### TASK REQUIREMENTS:
Output the item lines as a Markdown table with the columns Row and Line text, starting at the line with "Find the **hut" and running up to and including the line with "[[[0,101],[1,142],[255,142],[256,99]]]". Leave out blank lines and include no other lines.

### RECORDS PROVIDED:
════════
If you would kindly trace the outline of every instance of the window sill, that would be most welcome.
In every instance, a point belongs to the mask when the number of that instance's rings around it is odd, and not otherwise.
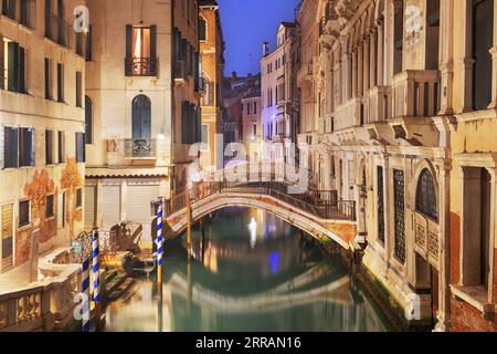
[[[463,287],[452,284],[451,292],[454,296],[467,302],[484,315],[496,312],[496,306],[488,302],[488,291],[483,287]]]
════════
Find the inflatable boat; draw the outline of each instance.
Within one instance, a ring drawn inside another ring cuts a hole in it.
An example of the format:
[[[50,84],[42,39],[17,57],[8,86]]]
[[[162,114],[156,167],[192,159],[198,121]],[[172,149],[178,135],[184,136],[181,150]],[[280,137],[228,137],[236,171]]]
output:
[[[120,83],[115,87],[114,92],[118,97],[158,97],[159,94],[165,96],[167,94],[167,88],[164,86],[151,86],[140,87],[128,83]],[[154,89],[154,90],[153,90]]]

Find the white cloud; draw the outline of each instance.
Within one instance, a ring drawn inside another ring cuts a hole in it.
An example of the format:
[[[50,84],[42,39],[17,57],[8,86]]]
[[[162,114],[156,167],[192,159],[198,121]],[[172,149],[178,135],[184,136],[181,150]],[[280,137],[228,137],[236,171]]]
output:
════════
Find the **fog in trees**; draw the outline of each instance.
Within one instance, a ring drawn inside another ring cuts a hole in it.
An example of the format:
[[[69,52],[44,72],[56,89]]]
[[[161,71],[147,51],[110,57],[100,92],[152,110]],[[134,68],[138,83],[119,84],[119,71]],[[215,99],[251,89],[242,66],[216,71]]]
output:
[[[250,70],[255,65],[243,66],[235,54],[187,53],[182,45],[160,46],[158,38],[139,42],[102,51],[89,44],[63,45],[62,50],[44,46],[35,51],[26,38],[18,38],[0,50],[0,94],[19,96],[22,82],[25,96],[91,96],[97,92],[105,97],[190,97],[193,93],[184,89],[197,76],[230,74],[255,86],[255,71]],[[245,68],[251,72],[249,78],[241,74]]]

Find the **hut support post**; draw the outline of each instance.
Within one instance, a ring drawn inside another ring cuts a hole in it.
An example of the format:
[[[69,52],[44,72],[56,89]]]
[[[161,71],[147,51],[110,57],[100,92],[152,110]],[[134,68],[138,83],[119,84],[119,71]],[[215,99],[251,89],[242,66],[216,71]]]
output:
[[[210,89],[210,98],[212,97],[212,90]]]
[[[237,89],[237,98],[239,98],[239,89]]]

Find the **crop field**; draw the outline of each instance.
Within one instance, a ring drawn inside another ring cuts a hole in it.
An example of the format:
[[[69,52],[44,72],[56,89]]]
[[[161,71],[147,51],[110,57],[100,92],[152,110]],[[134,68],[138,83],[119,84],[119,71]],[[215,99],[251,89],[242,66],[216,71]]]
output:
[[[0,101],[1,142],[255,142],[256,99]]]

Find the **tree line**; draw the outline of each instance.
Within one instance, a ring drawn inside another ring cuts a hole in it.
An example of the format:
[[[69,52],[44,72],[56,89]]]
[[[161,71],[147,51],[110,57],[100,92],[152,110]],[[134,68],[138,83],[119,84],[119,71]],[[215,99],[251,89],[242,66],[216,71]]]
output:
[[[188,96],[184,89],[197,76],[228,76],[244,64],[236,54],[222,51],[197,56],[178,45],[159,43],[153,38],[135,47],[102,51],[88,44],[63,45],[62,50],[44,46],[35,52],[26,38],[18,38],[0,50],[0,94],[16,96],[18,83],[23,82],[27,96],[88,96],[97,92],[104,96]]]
════════
### RESPONSE TO THIS EXERCISE:
| Row | Line text |
|---|---|
| 1 | Find the **hut support post**; draw the outline of each instance. |
| 2 | Within one instance, a ring drawn inside another ring cuts a hole in it. |
| 3 | An example of the format: |
| 4 | [[[69,52],[44,72],[56,89]]] |
| 5 | [[[161,71],[147,51],[110,57],[100,92],[152,110]],[[134,68],[138,83],[119,84],[119,71]],[[215,99],[251,89],[242,66],[216,71]]] |
| 6 | output: |
| 7 | [[[210,89],[210,98],[212,97],[212,90]]] |
| 8 | [[[237,89],[237,98],[239,98],[239,89]]] |
| 9 | Find the **crop field**; draw the outline of each instance. |
| 10 | Within one instance, a ring drawn inside another ring cuts a hole in it. |
| 11 | An example of the format: |
| 12 | [[[69,52],[44,72],[56,89]]] |
| 13 | [[[161,71],[147,51],[110,57],[100,92],[152,110]],[[134,68],[138,83],[119,84],[119,71]],[[215,99],[251,89],[242,66],[216,71]]] |
| 14 | output: |
| 15 | [[[0,101],[1,142],[255,142],[256,99]]] |